> [EXERCISES TO COMPLETE]
1. In the evms takeover thread, what does the evms_failover script check before it makes any changes?
2. Echo the evms takeover thread, everything from "The evms_failover script makes" down to "membership is unstable.".
3. Proceed with the evms takeover thread from the point where it stops.

** Start TEXT EXTRACT **

Re: [Evms-cluster] evms takeover with heartbeat does not work when one node is down

SourceForge Headquarters 225 Broadway Suite 1600 San Diego, CA 92101 +1 (858) 454-5900

Stefan Beck wrote:
> Hello
>
> I'm using evms 2.2.2 and heartbeat 1.0.4 on debian sid with kernel
2.4.22.
>
> evms on a shared scsi-rack works fine so far.
> A manual forced takeover via '/usr/lib/heatbeat/hb_standby' works
> perfectly within seconds.
>
> But:
> If one node dies, the evms_failover script fails with returncode 7, so
> the volumes are not available on the new active node:
>
> heartbeat: 2004/02/09_15:08:56 ERROR: Return code 7 from
> /etc/ha.d/resource.d/evms_failover
>
> It seems that the evmscluster functionality stops working if the
> communication between the two node stops. Is this really the way it
> should work? Is there a workaround?

The evms_failover script makes sure that the CCM (the component that
handles cluster membership) is running before it attempts to make any
changes.  The idea is that we don't want to make configuration changes to
the cluster while the membership is unstable.

Apparently the CCM does not provide a membership when on node is dead.  I
don't know if this is the proper behavior.

Workaround?  Yes.  Read on.

** End TEXT EXTRACT **
** Start STORED ROWS **

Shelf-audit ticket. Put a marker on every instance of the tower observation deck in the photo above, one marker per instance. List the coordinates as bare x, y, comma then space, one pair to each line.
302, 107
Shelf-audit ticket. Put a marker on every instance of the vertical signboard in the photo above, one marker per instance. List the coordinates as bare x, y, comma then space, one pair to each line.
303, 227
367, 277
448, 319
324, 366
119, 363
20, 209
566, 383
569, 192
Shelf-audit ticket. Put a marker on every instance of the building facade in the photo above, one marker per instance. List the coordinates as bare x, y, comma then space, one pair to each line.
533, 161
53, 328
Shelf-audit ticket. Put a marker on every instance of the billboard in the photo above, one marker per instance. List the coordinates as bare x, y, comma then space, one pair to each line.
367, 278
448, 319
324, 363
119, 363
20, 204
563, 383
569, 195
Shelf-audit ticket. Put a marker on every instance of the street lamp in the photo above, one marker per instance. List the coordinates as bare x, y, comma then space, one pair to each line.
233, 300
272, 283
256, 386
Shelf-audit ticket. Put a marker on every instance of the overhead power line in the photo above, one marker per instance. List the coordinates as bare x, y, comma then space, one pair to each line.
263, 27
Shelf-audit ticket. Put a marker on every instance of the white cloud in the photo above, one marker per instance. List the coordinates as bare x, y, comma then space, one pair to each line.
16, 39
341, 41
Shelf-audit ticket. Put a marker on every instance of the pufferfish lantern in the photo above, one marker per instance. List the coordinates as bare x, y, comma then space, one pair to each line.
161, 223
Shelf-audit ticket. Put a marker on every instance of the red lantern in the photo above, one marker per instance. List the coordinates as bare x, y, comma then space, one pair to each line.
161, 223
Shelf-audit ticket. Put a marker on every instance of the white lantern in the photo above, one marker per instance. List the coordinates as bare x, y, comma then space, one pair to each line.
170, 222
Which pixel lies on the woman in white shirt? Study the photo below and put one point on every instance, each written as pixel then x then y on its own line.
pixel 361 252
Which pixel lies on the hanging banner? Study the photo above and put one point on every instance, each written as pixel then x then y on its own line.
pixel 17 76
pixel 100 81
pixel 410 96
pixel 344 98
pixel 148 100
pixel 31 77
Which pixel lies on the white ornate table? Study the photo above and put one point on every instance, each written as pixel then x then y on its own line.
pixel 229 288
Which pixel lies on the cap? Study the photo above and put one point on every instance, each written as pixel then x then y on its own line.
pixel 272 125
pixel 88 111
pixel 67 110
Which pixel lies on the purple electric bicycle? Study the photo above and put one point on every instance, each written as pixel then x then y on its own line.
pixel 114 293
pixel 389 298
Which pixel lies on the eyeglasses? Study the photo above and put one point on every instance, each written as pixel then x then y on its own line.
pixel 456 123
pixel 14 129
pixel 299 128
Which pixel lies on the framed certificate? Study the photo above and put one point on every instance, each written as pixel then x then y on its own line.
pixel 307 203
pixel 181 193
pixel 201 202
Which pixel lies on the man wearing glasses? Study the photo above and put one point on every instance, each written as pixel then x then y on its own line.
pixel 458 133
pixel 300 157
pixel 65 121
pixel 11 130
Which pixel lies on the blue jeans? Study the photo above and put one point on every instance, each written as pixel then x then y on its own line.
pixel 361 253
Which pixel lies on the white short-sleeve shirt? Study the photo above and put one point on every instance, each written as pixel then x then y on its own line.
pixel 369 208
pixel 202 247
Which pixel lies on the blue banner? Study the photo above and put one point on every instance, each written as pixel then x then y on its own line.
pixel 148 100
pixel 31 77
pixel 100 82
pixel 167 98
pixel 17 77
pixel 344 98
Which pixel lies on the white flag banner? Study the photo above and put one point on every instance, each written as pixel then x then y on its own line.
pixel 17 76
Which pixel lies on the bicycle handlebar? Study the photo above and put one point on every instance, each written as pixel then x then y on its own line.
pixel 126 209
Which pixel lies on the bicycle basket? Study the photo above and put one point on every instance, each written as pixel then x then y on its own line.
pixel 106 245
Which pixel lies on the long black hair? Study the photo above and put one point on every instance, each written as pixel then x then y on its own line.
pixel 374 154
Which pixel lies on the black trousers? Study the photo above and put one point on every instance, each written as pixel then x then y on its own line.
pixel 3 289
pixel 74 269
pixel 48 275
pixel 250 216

** End STORED ROWS **

> [OUTPUTS]
1. It makes sure the CCM, the component that handles cluster membership, is running.

2.
The evms_failover script makes sure that the CCM (the component that
handles cluster membership) is running before it attempts to make any
changes.  The idea is that we don't want to make configuration changes to
the cluster while the membership is unstable.

3.
> evms (resp. evmsgui) can't be used for administering the cluster
> resources, too, when one node is down/dead.
>
> So if one node dies e.g. due to a hardware failure, one can't resize
> volumes, create new volumes,... until the second node (and heartbeat) is
> up again.

The Cluster Segment Manager by design will not allow changes to CSM
containers if it cannot get a membership.  As with the evms_failover
script, the design is to prevent changes being made while the cluster does
not have a stable membership.

The workaround is to set "admin_mode = yes" in the "csm" section of the
/etc/evms.conf file.  It's already in there at the bottom of the file, just
commented out.  When admin_mode is yes, the CSM will bypass the check for a
membership and will allow changes to be made to cluster resources.

> Any comments on this?
>
> Thanks and regards
> Stefan

Hope this helps.

Steve D.